◆ DATA FOR THIS EXERCISE

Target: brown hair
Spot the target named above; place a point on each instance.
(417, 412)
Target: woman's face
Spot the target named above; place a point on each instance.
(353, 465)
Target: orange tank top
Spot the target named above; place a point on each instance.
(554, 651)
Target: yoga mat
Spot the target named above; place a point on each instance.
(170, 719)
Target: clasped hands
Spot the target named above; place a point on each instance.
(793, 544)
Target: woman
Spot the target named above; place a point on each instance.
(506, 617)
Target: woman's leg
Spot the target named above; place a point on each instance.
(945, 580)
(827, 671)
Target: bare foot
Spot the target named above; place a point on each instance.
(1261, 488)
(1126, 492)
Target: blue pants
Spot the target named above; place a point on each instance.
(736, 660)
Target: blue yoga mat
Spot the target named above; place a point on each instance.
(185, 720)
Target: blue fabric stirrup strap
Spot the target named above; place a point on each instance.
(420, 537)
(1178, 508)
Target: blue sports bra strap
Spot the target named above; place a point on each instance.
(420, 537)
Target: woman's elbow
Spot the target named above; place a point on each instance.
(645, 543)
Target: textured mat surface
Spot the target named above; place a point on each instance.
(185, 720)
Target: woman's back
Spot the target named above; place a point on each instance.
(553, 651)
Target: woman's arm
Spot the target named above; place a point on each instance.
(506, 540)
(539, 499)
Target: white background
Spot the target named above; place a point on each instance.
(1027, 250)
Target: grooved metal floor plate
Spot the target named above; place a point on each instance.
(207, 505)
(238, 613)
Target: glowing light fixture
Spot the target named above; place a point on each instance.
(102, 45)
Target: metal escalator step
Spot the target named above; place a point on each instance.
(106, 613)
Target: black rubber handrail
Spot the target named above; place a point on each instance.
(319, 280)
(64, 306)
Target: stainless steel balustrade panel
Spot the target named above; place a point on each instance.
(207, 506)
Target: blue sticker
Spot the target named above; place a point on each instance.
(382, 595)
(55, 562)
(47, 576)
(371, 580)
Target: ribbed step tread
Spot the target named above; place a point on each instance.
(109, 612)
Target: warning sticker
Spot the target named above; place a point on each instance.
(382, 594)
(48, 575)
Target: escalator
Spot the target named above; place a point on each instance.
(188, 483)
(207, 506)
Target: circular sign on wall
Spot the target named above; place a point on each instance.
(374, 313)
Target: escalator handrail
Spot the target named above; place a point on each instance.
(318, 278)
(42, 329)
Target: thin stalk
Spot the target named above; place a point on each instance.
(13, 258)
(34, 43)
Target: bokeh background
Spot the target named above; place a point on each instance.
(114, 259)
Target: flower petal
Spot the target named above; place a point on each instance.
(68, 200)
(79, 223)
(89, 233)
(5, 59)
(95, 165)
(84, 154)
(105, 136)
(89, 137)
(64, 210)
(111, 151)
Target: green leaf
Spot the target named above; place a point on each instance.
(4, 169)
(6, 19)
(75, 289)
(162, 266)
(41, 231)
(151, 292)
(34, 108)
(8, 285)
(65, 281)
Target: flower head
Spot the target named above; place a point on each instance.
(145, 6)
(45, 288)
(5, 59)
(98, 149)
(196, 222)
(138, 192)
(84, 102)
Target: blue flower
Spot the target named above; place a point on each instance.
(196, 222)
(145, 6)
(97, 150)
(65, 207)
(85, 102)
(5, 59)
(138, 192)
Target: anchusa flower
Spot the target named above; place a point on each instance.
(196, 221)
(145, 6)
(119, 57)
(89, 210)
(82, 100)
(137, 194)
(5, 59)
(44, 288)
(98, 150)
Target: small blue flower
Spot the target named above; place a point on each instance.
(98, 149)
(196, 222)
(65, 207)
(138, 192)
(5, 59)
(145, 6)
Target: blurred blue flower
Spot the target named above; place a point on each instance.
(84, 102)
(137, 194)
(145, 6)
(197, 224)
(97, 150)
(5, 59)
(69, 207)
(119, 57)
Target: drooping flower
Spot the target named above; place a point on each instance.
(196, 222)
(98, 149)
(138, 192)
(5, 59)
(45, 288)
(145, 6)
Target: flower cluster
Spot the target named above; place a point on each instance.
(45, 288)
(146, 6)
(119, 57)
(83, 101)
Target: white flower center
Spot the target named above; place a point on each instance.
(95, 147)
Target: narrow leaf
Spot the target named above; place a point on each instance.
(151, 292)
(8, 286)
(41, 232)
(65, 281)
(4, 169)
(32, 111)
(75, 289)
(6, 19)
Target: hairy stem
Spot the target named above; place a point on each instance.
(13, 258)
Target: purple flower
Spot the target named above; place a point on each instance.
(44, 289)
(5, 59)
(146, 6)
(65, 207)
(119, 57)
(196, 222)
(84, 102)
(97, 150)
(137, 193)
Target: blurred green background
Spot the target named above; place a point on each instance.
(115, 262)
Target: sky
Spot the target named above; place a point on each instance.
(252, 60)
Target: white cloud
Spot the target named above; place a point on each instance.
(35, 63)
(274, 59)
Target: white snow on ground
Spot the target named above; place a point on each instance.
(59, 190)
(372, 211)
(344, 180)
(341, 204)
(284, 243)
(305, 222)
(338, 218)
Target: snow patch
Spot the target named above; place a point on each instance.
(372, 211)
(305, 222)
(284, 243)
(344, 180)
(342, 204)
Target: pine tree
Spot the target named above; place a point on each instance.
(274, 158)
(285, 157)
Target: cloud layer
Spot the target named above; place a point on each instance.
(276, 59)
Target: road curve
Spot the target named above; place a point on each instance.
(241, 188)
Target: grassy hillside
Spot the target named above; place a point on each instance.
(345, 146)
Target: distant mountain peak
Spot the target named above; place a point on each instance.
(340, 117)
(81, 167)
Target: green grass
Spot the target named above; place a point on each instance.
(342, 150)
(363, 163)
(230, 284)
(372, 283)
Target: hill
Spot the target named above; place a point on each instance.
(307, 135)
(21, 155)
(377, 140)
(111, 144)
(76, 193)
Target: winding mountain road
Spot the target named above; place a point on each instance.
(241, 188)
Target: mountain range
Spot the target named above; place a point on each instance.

◆ YOUR TASK
Could you rewrite all the lines above as a JSON list of strings, with one string per line and no blank lines?

◆ OUTPUT OF THE TASK
[
  "Target: brown hair",
  "Spot the target named above; place a point on each instance.",
  "(417, 412)",
  "Target: woman's face",
  "Spot the target named above; place a point on each instance.",
  "(353, 465)",
  "Target: orange tank top",
  "Spot the target named above; place a point on each instance.",
  "(554, 651)",
  "Target: yoga mat",
  "Spot the target named above; place a point on each instance.",
  "(170, 719)",
  "Target: clasped hands",
  "Spot the target named above; place a point on each instance.",
  "(793, 544)",
  "Target: woman",
  "Spot the target named above; place a point on each instance.",
  "(506, 617)",
  "Target: woman's leg",
  "Spot the target named above; place a point on each instance.",
  "(945, 580)",
  "(827, 671)",
  "Target: bare foot",
  "Spot the target named above; place a point on each instance.",
  "(1261, 488)",
  "(1126, 492)",
  "Target: blue pants",
  "Spot the target named above; place a point on each instance.",
  "(736, 660)",
  "Target: blue yoga mat",
  "Spot the target named above; place a point on each instance.",
  "(185, 720)",
  "Target: blue fabric stirrup strap",
  "Spot the target named above; place a point on each instance.",
  "(420, 537)",
  "(1178, 508)",
  "Target: blue sports bra strap",
  "Spot the target named above; place a point on each instance.",
  "(420, 537)",
  "Target: woman's elbow",
  "Spot the target named above; place a point on each instance.",
  "(645, 543)",
  "Target: textured mat surface",
  "Spot the target named above; place a point on each instance.",
  "(185, 720)",
  "Target: woman's back",
  "Spot the target named above; place a point on each instance.",
  "(553, 651)",
  "Target: woman's arm",
  "Spot the target named above; place a point on each instance.",
  "(506, 540)",
  "(539, 499)",
  "Target: white background",
  "Spot the target named above; place a point on each instance.",
  "(1027, 250)",
  "Target: grooved metal floor plate",
  "Spot the target named above; place a point on each instance.",
  "(207, 505)",
  "(238, 613)",
  "Target: glowing light fixture",
  "Spot the target named above; place a point on each instance.",
  "(102, 45)",
  "Target: metal escalator step",
  "Spot the target named above; place a point on each instance.",
  "(106, 613)",
  "Target: black rubber handrail",
  "Spot the target named above; place a point on each instance.",
  "(319, 280)",
  "(64, 306)",
  "Target: stainless steel balustrade panel",
  "Spot the target named above; place a point on each instance.",
  "(207, 506)",
  "Target: blue sticker",
  "Spot the target named above; place a point on each instance.",
  "(382, 595)",
  "(55, 562)",
  "(47, 576)",
  "(371, 580)",
  "Target: ribbed step tread",
  "Spot the target named above; place a point on each instance.",
  "(109, 612)",
  "Target: warning sticker",
  "Spot the target named above; place a point on each instance.",
  "(382, 594)",
  "(48, 575)",
  "Target: escalator",
  "Spot the target named above; place a point on each instance.",
  "(188, 483)",
  "(207, 506)",
  "Target: circular sign on wall",
  "Spot the target named above; place a point on each instance.",
  "(374, 313)",
  "Target: escalator handrail",
  "Spot the target named above; place a point on each instance.",
  "(318, 278)",
  "(42, 329)",
  "Target: thin stalk",
  "Spot the target named above; place a point on each instance.",
  "(13, 258)",
  "(34, 43)",
  "Target: bokeh background",
  "Spot the target named above; place a point on each instance.",
  "(114, 259)",
  "Target: flower petal",
  "Spot the target named above; place a point on each instance.",
  "(68, 200)",
  "(79, 223)",
  "(89, 233)",
  "(5, 59)",
  "(95, 165)",
  "(84, 154)",
  "(105, 136)",
  "(89, 137)",
  "(64, 210)",
  "(111, 151)",
  "Target: green leaf",
  "Spot the target named above; place a point on each instance.",
  "(4, 169)",
  "(6, 19)",
  "(75, 289)",
  "(162, 266)",
  "(41, 231)",
  "(151, 292)",
  "(34, 108)",
  "(8, 285)",
  "(65, 281)",
  "Target: flower head",
  "Spot the target named above; place a point on each instance.",
  "(145, 6)",
  "(45, 288)",
  "(5, 59)",
  "(98, 149)",
  "(196, 222)",
  "(138, 192)",
  "(84, 102)",
  "Target: blue flower",
  "Spot the target named above; place a point on each instance.",
  "(196, 222)",
  "(145, 6)",
  "(97, 150)",
  "(65, 207)",
  "(85, 102)",
  "(5, 59)",
  "(138, 192)",
  "Target: anchusa flower",
  "Spot the target named above; place a point on each instance.",
  "(196, 221)",
  "(145, 6)",
  "(119, 57)",
  "(89, 210)",
  "(82, 100)",
  "(137, 194)",
  "(5, 59)",
  "(44, 288)",
  "(98, 150)",
  "Target: small blue flower",
  "Spot the target named above; place a point on each instance.",
  "(98, 149)",
  "(196, 222)",
  "(65, 207)",
  "(138, 192)",
  "(5, 59)",
  "(145, 6)",
  "Target: blurred blue flower",
  "Spot the target named above; place a point on each instance.",
  "(84, 102)",
  "(137, 194)",
  "(145, 6)",
  "(197, 224)",
  "(97, 150)",
  "(5, 59)",
  "(69, 207)",
  "(119, 57)",
  "Target: drooping flower",
  "Spot the target named above; place a point on each instance.",
  "(196, 222)",
  "(98, 149)",
  "(138, 192)",
  "(5, 59)",
  "(45, 288)",
  "(145, 6)",
  "Target: flower cluster",
  "Spot the target named above; place a point on each instance.",
  "(45, 288)",
  "(146, 6)",
  "(119, 57)",
  "(83, 101)",
  "Target: white flower center",
  "Spot the target named above; place a point on each instance.",
  "(95, 147)",
  "Target: narrow leaf",
  "Spot the target named above; place a point on each instance.",
  "(151, 292)",
  "(8, 286)",
  "(41, 232)",
  "(65, 281)",
  "(4, 169)",
  "(32, 111)",
  "(75, 289)",
  "(6, 19)",
  "Target: hairy stem",
  "Spot the target named above; place a point on each instance.",
  "(13, 258)",
  "Target: purple flower",
  "Spot the target named above; place a point on each instance.",
  "(44, 289)",
  "(5, 59)",
  "(146, 6)",
  "(65, 207)",
  "(119, 57)",
  "(196, 222)",
  "(84, 102)",
  "(97, 150)",
  "(137, 193)",
  "Target: blurred green background",
  "Spot the target named above; place a point on each instance.",
  "(115, 262)",
  "Target: sky",
  "Spot the target named above; place a point on each instance.",
  "(252, 60)",
  "Target: white cloud",
  "Spot the target named above; place a point on each instance.",
  "(35, 63)",
  "(274, 59)",
  "Target: white snow on ground",
  "Spot the target named above; place a point on each instance.",
  "(59, 190)",
  "(372, 211)",
  "(344, 180)",
  "(341, 204)",
  "(284, 243)",
  "(305, 222)",
  "(338, 218)",
  "Target: snow patch",
  "Spot the target named above; place a point on each instance.",
  "(372, 211)",
  "(305, 222)",
  "(284, 243)",
  "(344, 180)",
  "(342, 204)",
  "Target: pine tree",
  "Spot the target named above; place a point on each instance.",
  "(274, 158)",
  "(285, 157)",
  "Target: cloud layer",
  "Spot the target named above; place a point on each instance.",
  "(276, 59)",
  "Target: road curve",
  "Spot the target named above; place a point on each instance.",
  "(241, 188)",
  "Target: grassy hillside",
  "Spot the target named above; place a point on each instance.",
  "(345, 146)",
  "Target: distant mountain peak",
  "Spot the target named above; place a point on each instance.",
  "(340, 117)",
  "(81, 167)",
  "Target: green grass",
  "Spot the target named above; place a point on each instance.",
  "(342, 150)",
  "(363, 163)",
  "(230, 284)",
  "(372, 283)",
  "Target: hill",
  "Spot the target named above; place a point on each instance.",
  "(307, 135)",
  "(21, 155)",
  "(377, 140)",
  "(111, 144)",
  "(76, 193)",
  "Target: winding mountain road",
  "Spot the target named above; place a point on each instance.",
  "(241, 188)",
  "Target: mountain range",
  "Spot the target named above; place a point on each instance."
]